ROCKAFELLER “Live, Laugh…Die” Review -
"Taking Musique Concrète to an overwhelmingly
schizophrenic level, T. S. Rockafeller gives us “Live, Laugh…Die”, a
self-smothering quilt of disembodied soliloquies, de-contextualized pop
snippets, bizarr-o soundbite-crumbs, synth-jamz accompaniments, cascading vocal
utterance-overlaps, hi-lightred one-line zingers, commercial cadences,
wilderness field recordings, distant ceremonial documentations, a good part of
Charlie Chaplin’s “The Great Dictator" speech, legless tap-dancing
percussives, botched karaoke participations, and a whole slew of other
titillating, if not emotionally taxing, aural ephemera to (attempt to) digest.
You won’t get any particular passage stuck in your head so much as a nagging
feeling that you’re now a li’l more plugged into the greater collective
consciousness…for better or worse is contingent upon your own stress capacity
at the time. Much like camping hanky-panky, this release is FUCKING INTENSE!
You have been warned."
http://cassettegods.blogspot.com/2019/08/t-s-rockafeller-live-laughdie-c21.html
Cassette Gods: COOL PERSON
“Weird Person” Review -
“Loose & Dirty” isn’t a fairly common description for a
New Age-y artist's synth improvisations, but it fits Cool Person fairly well.
Alternates would include “Lo-Fi”, “Aleatory”, and
“Stream-O-Conscious-Slippery,” to name a few. CP’s “Weird Person" is a
glorious study in dynamic interplay as its own cohesive set; for every single
stoccato element, there lies its equal, sustained counterpart somewhere nearby;
for every minimal field of vast open space there lies an underground city
teaming with squirming, frolicking life; for every delayed note there lies an
arpeggiated one in the vicinity, as well, this ever-wily-cycling-chaos of a
recipe tumbling over itself in endlessly varying possible perceptions. Which is
to say, it’s a deceptively complex string of simple poses that won’t grow old
any time soon. Permanent Nostalgia shows yet again how they know how to keep it
weird and interesting!"
http://cassettegods.blogspot.com/2019/08/cool-person-weird-person-c30-permanent.html
Cassette Gods: WYATT
PROSPER/ZEBULON “Split” Review -
"Ontario’s Wyatt Prosper & Floridian, Zebulon, each
honor R. Murray Schaefer’s request that we let our ears take in a rich
soundscape every bit as hungrily as our eyes take in a beautiful landscape.
WP’s half documents a meditative, rural traversing and its yielding nuanced
blends of distant highway din, immediate path-frictions, and a slew of
wind-battered artifacts. Z’s side juxtaposes with a focusing on a
small-to-mid-sized port town’s weekend’s farmers’ market’s eclectic, eccentric
mix of diverse musics, languages, and social rhythms. Pretty amazing stuff!

» **Task goal**
From the cassette reviews, print the passage from "You won’t get" up to and including "is FUCKING INTENSE!", word for word.

» **Data provided**
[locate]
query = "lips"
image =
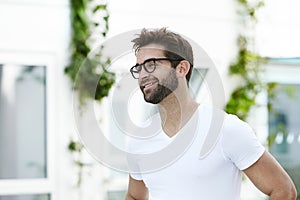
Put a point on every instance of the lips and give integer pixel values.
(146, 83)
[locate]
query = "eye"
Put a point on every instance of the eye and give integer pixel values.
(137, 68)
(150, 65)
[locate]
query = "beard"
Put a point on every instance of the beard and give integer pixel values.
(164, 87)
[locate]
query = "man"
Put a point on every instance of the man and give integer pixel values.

---

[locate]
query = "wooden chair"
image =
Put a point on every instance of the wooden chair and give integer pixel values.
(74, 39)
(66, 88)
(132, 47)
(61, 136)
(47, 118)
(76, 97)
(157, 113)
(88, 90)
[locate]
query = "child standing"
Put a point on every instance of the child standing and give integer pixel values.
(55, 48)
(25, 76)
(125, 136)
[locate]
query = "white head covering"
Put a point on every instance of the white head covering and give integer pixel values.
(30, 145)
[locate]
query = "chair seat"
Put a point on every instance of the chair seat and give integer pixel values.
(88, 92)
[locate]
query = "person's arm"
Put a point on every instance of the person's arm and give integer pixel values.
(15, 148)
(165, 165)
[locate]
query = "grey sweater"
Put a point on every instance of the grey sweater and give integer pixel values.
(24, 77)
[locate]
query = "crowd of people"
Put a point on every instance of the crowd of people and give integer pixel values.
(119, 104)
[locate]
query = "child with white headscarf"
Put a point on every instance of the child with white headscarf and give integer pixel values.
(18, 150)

==

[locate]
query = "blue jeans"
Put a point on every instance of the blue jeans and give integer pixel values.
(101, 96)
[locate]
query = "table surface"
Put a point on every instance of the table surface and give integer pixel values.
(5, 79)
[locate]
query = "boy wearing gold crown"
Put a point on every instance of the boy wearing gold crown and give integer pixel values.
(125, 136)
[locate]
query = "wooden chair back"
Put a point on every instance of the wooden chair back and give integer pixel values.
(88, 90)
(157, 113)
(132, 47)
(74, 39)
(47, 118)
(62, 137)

» **Task response**
You won’t get any particular passage stuck in your head so much as a nagging
feeling that you’re now a li’l more plugged into the greater collective
consciousness…for better or worse is contingent upon your own stress capacity
at the time. Much like camping hanky-panky, this release is FUCKING INTENSE!